◆ OBJECTIVE
Rewrite the material below as a JSON list of strings, one string per line with blank lines left out, beginning at the line that has "Mark one point on each instance of the pine" and stopping after the line that has "[(124, 341)]".

◆ SOURCE RECORDS
···

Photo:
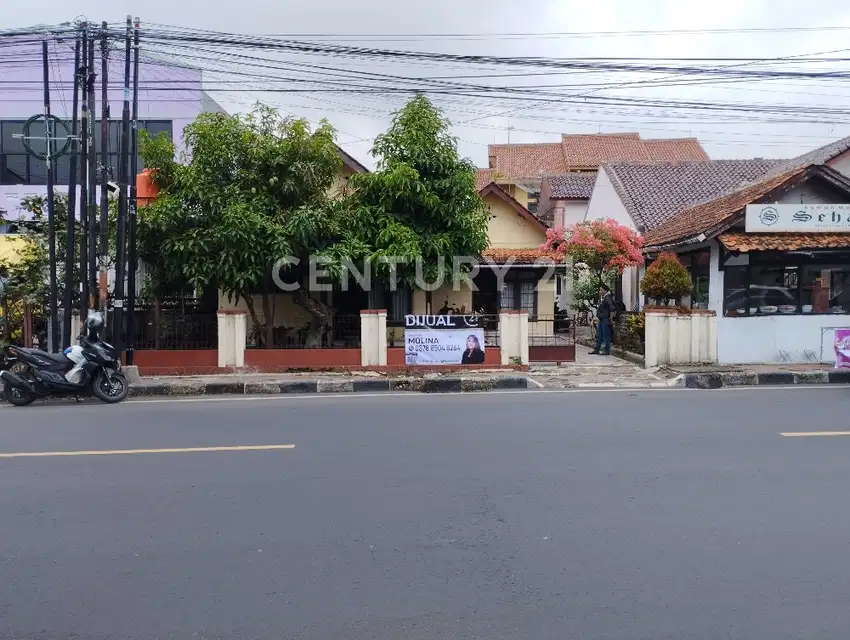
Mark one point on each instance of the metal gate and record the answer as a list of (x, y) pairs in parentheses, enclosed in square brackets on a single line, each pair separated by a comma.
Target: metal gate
[(551, 338)]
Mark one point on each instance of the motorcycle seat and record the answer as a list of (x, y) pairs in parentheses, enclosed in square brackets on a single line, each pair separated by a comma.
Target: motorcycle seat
[(58, 358)]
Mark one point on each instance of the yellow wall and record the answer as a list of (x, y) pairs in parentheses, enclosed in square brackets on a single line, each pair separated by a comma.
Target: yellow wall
[(9, 244), (462, 298), (507, 230), (286, 312)]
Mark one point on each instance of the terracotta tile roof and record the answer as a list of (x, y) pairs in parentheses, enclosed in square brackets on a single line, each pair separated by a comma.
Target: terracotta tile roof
[(571, 185), (590, 151), (587, 152), (528, 160), (675, 150), (521, 211), (706, 217), (824, 154), (483, 177), (653, 193), (520, 256), (745, 242)]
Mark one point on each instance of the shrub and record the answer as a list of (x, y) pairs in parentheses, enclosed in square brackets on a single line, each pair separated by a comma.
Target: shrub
[(666, 279)]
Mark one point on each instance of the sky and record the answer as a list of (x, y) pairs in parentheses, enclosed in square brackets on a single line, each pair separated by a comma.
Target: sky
[(568, 29)]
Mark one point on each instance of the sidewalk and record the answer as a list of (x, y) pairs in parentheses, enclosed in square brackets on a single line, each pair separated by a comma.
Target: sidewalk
[(592, 371), (289, 383)]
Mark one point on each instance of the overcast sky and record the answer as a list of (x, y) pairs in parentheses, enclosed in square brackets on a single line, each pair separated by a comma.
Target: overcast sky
[(479, 122)]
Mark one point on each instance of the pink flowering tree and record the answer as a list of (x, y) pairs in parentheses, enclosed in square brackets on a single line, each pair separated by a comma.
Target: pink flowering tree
[(604, 246)]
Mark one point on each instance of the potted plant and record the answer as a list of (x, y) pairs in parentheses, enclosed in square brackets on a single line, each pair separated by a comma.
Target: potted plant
[(666, 280)]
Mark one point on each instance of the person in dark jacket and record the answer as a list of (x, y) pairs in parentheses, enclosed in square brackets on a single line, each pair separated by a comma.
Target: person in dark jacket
[(474, 354), (605, 317)]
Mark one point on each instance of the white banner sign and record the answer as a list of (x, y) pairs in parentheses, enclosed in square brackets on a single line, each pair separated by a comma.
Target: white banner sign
[(443, 340), (799, 218)]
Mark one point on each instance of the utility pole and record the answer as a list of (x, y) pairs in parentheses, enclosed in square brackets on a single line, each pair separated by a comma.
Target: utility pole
[(51, 221), (94, 294), (120, 253), (85, 139), (134, 170), (104, 163), (68, 301)]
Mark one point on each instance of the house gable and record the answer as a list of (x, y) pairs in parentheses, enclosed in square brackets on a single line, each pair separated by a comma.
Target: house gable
[(511, 226)]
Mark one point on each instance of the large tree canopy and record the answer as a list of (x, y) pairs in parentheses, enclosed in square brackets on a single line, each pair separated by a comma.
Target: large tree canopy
[(255, 189), (421, 203)]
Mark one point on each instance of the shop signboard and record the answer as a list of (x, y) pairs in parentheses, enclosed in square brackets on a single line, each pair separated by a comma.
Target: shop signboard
[(797, 218), (450, 339)]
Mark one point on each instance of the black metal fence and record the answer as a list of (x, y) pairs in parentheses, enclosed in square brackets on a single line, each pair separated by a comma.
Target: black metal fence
[(176, 323), (337, 332), (175, 329)]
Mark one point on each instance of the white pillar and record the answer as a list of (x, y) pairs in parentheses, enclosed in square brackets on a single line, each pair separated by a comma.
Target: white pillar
[(373, 337), (76, 328), (513, 336), (232, 333)]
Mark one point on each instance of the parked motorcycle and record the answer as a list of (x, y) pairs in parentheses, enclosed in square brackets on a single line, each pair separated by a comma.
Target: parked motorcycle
[(91, 368)]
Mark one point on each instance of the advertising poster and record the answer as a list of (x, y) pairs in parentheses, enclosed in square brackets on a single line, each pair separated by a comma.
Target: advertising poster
[(443, 340), (842, 348)]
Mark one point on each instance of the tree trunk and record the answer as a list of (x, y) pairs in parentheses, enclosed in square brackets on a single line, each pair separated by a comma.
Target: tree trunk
[(268, 318), (249, 302), (320, 320)]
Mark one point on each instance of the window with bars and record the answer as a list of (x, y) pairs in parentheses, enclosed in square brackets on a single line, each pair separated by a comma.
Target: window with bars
[(17, 167), (519, 291)]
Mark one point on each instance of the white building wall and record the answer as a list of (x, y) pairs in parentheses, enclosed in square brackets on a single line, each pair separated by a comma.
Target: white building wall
[(605, 203), (575, 211)]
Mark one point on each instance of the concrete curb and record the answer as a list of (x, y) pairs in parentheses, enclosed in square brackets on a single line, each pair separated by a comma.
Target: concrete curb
[(718, 380), (427, 385)]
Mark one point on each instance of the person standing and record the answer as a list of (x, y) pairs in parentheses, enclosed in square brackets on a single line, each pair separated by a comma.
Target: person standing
[(605, 316)]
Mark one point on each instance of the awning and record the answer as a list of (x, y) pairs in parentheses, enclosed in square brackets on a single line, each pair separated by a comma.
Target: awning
[(744, 242), (519, 256)]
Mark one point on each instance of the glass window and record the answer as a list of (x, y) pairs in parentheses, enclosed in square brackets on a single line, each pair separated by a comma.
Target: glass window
[(774, 289), (507, 299), (825, 289)]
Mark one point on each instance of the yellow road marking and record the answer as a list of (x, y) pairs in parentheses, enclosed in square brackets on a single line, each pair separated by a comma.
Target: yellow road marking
[(801, 434), (119, 452)]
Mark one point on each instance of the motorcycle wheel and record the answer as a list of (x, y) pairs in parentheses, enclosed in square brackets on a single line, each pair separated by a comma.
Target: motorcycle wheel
[(17, 397), (112, 391)]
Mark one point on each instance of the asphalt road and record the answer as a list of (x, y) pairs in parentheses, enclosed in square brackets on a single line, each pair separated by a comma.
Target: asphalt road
[(524, 516)]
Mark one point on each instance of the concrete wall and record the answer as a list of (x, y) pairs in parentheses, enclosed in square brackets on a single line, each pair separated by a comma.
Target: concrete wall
[(760, 339), (508, 230), (156, 100), (674, 338)]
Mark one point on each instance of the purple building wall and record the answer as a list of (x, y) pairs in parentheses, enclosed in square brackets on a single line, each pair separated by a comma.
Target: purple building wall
[(167, 91)]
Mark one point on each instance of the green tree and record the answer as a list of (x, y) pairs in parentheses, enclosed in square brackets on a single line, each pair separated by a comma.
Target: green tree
[(255, 189), (421, 203), (666, 279)]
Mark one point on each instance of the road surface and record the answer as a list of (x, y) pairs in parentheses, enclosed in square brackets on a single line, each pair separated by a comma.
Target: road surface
[(501, 516)]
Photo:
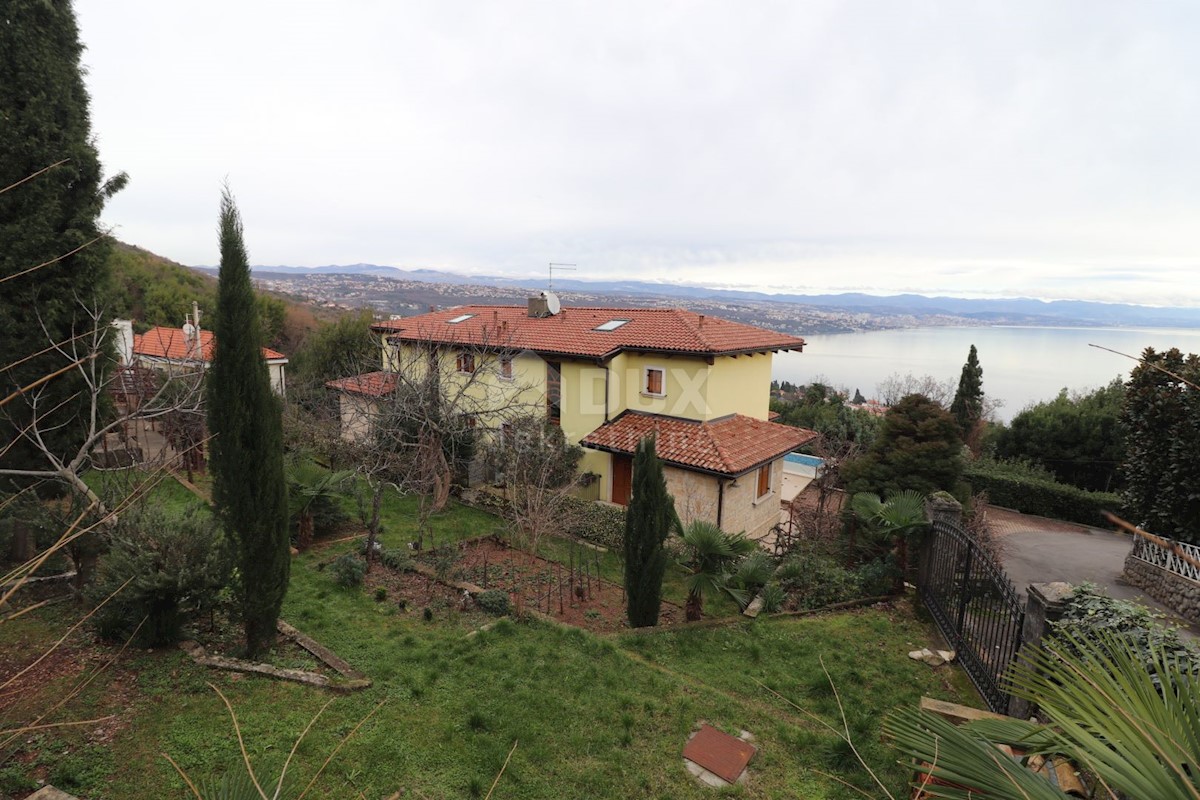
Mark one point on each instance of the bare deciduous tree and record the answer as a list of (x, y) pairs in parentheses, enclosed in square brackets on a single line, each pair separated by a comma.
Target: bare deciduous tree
[(117, 401), (539, 469), (895, 386), (414, 425)]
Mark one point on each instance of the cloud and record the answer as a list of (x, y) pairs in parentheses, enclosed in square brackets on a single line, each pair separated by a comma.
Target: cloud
[(969, 146)]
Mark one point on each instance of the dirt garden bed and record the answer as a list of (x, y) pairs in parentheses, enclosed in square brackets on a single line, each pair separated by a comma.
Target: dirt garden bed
[(576, 596)]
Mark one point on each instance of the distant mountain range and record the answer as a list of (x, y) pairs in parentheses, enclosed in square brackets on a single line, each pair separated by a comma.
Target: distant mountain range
[(982, 311)]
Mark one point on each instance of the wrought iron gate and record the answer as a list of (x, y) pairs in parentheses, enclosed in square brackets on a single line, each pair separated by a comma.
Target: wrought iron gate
[(975, 605)]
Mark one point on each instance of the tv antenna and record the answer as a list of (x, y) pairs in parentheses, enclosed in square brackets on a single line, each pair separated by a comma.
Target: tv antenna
[(559, 266)]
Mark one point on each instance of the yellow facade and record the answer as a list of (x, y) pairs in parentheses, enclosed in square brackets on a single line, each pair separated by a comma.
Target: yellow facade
[(593, 392)]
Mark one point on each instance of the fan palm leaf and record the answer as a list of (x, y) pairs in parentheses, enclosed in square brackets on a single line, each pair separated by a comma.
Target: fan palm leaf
[(1108, 715)]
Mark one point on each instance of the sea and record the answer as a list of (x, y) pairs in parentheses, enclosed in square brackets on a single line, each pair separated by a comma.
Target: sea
[(1021, 366)]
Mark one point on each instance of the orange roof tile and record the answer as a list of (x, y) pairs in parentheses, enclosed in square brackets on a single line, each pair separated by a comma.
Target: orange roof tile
[(171, 343), (573, 331), (372, 384), (731, 445)]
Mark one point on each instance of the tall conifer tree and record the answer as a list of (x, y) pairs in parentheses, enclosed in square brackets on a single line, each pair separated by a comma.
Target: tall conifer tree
[(46, 221), (967, 405), (647, 522), (245, 419)]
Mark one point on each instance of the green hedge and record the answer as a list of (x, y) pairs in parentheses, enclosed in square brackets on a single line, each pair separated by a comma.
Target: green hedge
[(593, 522), (1030, 491), (599, 523)]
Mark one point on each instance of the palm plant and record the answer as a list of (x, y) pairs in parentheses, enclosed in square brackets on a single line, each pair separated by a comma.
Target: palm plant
[(708, 558), (310, 489), (893, 521), (1138, 737)]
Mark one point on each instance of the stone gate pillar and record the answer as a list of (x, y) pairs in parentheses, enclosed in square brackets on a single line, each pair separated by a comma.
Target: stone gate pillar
[(1045, 603)]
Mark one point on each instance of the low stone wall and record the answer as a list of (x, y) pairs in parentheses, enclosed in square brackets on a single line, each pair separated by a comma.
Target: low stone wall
[(1175, 591)]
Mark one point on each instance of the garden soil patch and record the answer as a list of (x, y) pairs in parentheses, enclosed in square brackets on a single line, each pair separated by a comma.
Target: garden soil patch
[(537, 584)]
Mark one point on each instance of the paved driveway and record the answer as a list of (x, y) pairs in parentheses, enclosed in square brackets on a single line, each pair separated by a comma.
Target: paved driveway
[(1041, 551)]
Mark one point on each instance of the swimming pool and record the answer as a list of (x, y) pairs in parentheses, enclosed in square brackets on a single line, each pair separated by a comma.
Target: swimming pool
[(804, 459)]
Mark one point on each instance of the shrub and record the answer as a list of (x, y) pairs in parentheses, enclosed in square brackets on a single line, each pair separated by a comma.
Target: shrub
[(1030, 489), (753, 572), (493, 601), (811, 579), (773, 597), (879, 577), (394, 559), (175, 563), (348, 570), (593, 522), (1089, 612)]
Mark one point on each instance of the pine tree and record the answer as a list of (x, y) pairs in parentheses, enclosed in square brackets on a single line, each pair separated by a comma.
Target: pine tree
[(967, 405), (1162, 426), (647, 522), (245, 420), (918, 447), (51, 198)]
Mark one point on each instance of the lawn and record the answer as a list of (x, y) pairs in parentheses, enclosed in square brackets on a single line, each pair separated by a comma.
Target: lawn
[(591, 715)]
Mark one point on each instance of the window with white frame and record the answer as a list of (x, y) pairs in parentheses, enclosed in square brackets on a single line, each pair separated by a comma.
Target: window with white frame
[(654, 382), (763, 481)]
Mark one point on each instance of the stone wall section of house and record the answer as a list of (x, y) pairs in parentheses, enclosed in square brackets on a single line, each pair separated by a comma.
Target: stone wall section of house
[(745, 512), (695, 494), (1175, 591)]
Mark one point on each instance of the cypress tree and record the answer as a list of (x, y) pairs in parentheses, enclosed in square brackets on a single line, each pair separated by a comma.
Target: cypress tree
[(53, 215), (647, 522), (245, 419), (967, 405)]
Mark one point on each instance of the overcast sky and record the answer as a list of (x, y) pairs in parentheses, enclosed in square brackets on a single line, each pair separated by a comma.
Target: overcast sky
[(1039, 149)]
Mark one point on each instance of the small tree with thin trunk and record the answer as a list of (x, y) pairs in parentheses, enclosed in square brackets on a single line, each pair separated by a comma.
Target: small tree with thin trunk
[(245, 420), (967, 404), (647, 522)]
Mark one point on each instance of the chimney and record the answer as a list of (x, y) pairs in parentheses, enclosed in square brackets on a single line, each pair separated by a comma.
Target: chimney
[(124, 341)]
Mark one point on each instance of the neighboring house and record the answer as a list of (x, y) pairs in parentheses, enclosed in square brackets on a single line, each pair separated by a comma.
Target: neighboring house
[(174, 348), (610, 377)]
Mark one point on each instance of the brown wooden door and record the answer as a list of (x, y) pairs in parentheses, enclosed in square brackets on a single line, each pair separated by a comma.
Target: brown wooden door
[(622, 477)]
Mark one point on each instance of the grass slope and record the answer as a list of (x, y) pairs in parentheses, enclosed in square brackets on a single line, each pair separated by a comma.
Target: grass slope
[(593, 716)]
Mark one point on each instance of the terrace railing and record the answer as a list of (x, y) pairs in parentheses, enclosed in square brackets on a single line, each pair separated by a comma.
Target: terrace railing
[(1176, 557)]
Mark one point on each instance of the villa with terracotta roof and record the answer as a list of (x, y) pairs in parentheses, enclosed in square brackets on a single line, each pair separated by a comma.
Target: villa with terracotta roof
[(171, 348), (611, 377)]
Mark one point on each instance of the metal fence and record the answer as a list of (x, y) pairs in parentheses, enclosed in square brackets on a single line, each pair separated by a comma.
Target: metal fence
[(1168, 559), (975, 605)]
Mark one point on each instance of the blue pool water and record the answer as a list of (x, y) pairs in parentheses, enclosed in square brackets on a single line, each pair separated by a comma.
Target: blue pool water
[(801, 458)]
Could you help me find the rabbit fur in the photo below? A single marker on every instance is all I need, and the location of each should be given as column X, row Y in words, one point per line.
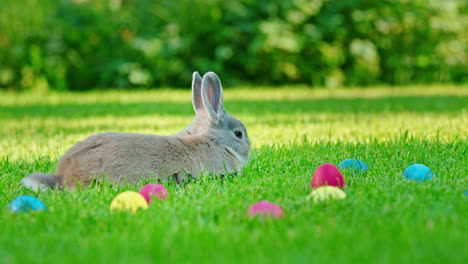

···

◆ EXERCISE SOLUTION
[
  "Mark one point on each instance of the pine tree and record the answer as a list of (x, y) pairs in parentheses, enclosed in square brackets on a single line, each pair separated by a comma.",
  "Target: pine tree",
  "[(967, 405), (1162, 426), (647, 522), (245, 420), (918, 447), (51, 198)]",
  "Mark one point on each instance of the lawn and record the answer as a list of (x, y) pairs in parentheses, enclosed in square brackets on a single line, each pair separated by a comma.",
  "Target: lawn",
  "[(591, 715)]",
  "Mark one point on each instance of the window with white frame and record the answer as a list of (x, y) pairs in parentheses, enclosed in square brackets on a single line, each pair separated by a comma.",
  "Target: window with white frame",
  "[(654, 382), (763, 481)]",
  "Mark one point on each instance of the stone wall section of house and record the answer as a list of (x, y) pairs in parentheses, enclosed in square brackets on a single line, each pair separated by a comma.",
  "Target: stone wall section of house",
  "[(745, 512), (695, 494), (1175, 591)]",
  "Mark one point on each instance of the cypress tree and record the answer as a list of (x, y) pairs in parentheses, enclosed in square brackets on a single line, each pair separated by a comma.",
  "Target: cypress tree",
  "[(53, 215), (647, 522), (245, 419), (967, 405)]",
  "Mark one point on each instance of the overcast sky and record the answer as a list of (x, y) pairs in parentheses, enclosed in square brackets on a single line, each pair separated by a comma.",
  "Target: overcast sky",
  "[(1039, 149)]",
  "Mark one point on each instance of the small tree with thin trunk and record the answer as a list of (x, y) pairs in parentheses, enclosed in square brackets on a single line, each pair separated by a comma.",
  "Target: small tree with thin trunk",
  "[(245, 420), (967, 404), (647, 522)]",
  "Mark one point on each instance of the chimney and record the answer as a list of (x, y) pairs in parentheses, enclosed in square brackets on a single line, each pair separated by a comma.",
  "Target: chimney",
  "[(124, 341)]"
]